** DIRECTIONS **
Reproduce each of the following rows verbatim, omitting the pictures.

** DATA SECTION **
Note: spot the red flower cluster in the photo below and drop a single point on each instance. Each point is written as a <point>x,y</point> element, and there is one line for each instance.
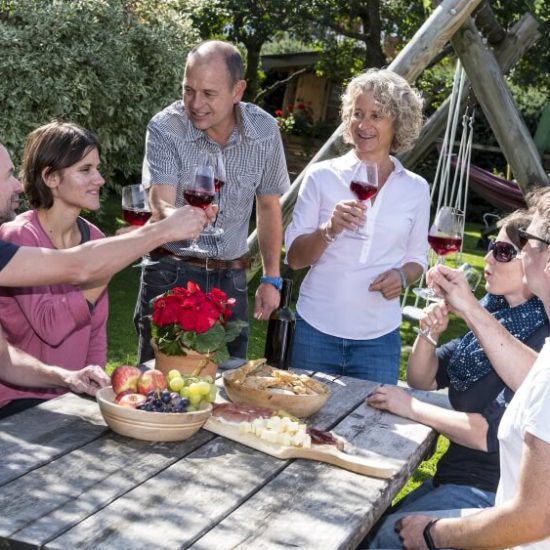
<point>192,309</point>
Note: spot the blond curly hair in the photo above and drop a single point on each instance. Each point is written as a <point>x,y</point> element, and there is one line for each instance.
<point>395,98</point>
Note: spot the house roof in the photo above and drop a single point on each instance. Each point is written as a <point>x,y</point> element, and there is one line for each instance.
<point>284,60</point>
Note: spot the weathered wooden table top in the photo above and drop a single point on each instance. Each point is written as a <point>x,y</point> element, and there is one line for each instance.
<point>67,481</point>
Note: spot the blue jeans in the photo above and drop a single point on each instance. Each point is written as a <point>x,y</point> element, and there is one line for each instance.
<point>376,359</point>
<point>428,498</point>
<point>169,273</point>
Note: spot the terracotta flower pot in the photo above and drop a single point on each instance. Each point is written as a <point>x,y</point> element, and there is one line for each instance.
<point>193,363</point>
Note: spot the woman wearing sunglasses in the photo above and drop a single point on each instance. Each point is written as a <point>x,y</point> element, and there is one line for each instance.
<point>467,474</point>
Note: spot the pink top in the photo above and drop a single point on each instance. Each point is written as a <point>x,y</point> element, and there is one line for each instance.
<point>51,322</point>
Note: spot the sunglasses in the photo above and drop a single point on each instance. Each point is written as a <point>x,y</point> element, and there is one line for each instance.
<point>527,236</point>
<point>503,252</point>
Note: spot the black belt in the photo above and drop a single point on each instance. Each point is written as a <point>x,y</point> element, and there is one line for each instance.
<point>208,263</point>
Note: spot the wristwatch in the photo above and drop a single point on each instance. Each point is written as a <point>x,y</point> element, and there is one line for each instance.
<point>277,282</point>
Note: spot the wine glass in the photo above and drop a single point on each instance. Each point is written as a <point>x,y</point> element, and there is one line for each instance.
<point>219,182</point>
<point>445,237</point>
<point>200,193</point>
<point>135,206</point>
<point>364,184</point>
<point>136,211</point>
<point>473,277</point>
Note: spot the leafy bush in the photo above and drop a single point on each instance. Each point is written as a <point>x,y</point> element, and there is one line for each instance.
<point>108,65</point>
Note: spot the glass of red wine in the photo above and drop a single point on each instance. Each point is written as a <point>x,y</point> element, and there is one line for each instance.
<point>445,237</point>
<point>135,206</point>
<point>364,184</point>
<point>136,211</point>
<point>219,181</point>
<point>200,193</point>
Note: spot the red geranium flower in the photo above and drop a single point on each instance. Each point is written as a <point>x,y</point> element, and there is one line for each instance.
<point>187,317</point>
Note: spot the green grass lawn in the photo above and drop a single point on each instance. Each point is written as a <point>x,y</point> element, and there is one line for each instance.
<point>123,341</point>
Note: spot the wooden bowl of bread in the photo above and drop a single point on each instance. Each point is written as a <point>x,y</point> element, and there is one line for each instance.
<point>261,385</point>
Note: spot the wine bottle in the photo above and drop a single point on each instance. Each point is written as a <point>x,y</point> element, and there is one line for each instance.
<point>280,331</point>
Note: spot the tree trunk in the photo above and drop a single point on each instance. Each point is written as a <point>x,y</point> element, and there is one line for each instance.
<point>372,28</point>
<point>251,75</point>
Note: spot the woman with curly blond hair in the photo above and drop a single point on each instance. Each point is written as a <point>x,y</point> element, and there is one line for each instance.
<point>360,253</point>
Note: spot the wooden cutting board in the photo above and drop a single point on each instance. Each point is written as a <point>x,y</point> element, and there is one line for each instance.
<point>324,453</point>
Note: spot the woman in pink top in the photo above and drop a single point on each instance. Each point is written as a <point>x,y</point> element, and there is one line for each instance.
<point>62,325</point>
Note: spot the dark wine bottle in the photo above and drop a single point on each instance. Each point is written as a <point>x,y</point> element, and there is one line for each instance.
<point>280,331</point>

** CORRECT RESPONSE **
Note: spot the red flower cluster in the photo below and drop a single point on each instance. Each point is written as a <point>x,y</point> element, and there is one line for each instance.
<point>192,309</point>
Note: spot the blond curly hair in the photo above and drop a single point on each instance. Each point is written as a <point>x,y</point> element, and there is one line for each instance.
<point>395,98</point>
Note: spot the house roof in the photo above and drop a single point on each instance. Each point is written as a <point>x,y</point> element, and there is one line for each instance.
<point>284,60</point>
Note: spot the weathered wooden table top in the photo above and drop a single point on each instance. Each point is written as a <point>x,y</point> element, and there is one line for each instance.
<point>67,481</point>
Note: spot the blue jeans in the photo above and drop a single point on each instance. Each point is written as a <point>x,y</point> element, and there is one line for each instance.
<point>376,359</point>
<point>428,498</point>
<point>169,273</point>
Note: spot the terracotta flower pot in the photo above and drop a single point on each instance. Each point is written as a <point>x,y</point> element, and there is one line for each instance.
<point>193,363</point>
Note: spot the woman wearing sunglasses in the photo above and drop a single point on each instance. Each point is written as a <point>x,y</point> element, and there is one line for each instance.
<point>467,474</point>
Note: spot the pink top in the photo above and drop a single point on each instance. Each point is written as a <point>x,y</point> element, and there is one line for each instance.
<point>51,322</point>
Note: spot the sunglasses in the photo above and drop a single point on each instance. Each point is written as a <point>x,y</point> element, and there is one line for each instance.
<point>527,236</point>
<point>503,252</point>
Note: spot the black belt in the photo above and drop a single point on each instance. Each point is written as a <point>x,y</point> element, and there is one line for each instance.
<point>208,263</point>
Note: spot the wristwatch in the photo above and drop a single point on each instance. Each point is written as a <point>x,y</point> element, and there is one line for each instance.
<point>277,282</point>
Note: spot the wine glass in the photo above and drop a single point on each instance. Each point is written as a <point>x,y</point> element, and there is one line for each instance.
<point>219,182</point>
<point>445,237</point>
<point>200,193</point>
<point>135,206</point>
<point>364,184</point>
<point>136,211</point>
<point>473,277</point>
Note: spot the leafy bush in the photo above and drop a single point on each instance. Each point is written as a <point>x,y</point> element, and there is one line for each instance.
<point>108,65</point>
Note: spot the glass of red wine in the photo above and drop a single point on each instance. Each point is written as a <point>x,y</point> element, and there is one line for each instance.
<point>445,237</point>
<point>135,206</point>
<point>364,184</point>
<point>136,211</point>
<point>219,181</point>
<point>200,193</point>
Note: spot the red geranium flower in the photo above and drop a single point on each instance. Each point is written as a <point>x,y</point> element, and there is one line for each instance.
<point>187,317</point>
Note: spot the green grass lawn in the photo above and drop a single point on each instance. Each point is written as a <point>x,y</point> element, and there is one line for each instance.
<point>123,341</point>
Note: spot the wooden bowl of bread in the photo above and drop a single point on each instance. Each point is written as a <point>x,y</point> element, and there is one line for each instance.
<point>261,385</point>
Note: spot the wine bottle in the photo above and drop a single point on each instance. Each point is written as a <point>x,y</point> element, and there is one line for each instance.
<point>280,331</point>
Note: spot the tree trunk in the photo above and drop a single point on each instance. Each point is written as a <point>x,y</point> element, and there is one line for each instance.
<point>372,28</point>
<point>251,75</point>
Note: spot the woman with curly blond hair in the photo above and drop a single point on each instance. Each point is written as a <point>x,y</point> element, and there is one line for each instance.
<point>360,253</point>
Note: spot the wooden cutting board in the photo above and drop a single point on each instance. Each point is written as a <point>x,y</point> element, and there is one line for each instance.
<point>324,453</point>
Note: spot the woman in pink top in the photo above and drop a single point on each instance. Each point is written as a <point>x,y</point> element, and there is one line for each instance.
<point>62,325</point>
Note: spot the dark wine bottle in the photo above and drop a single point on each instance. Each point is written as a <point>x,y</point> element, and there is one line for each instance.
<point>280,331</point>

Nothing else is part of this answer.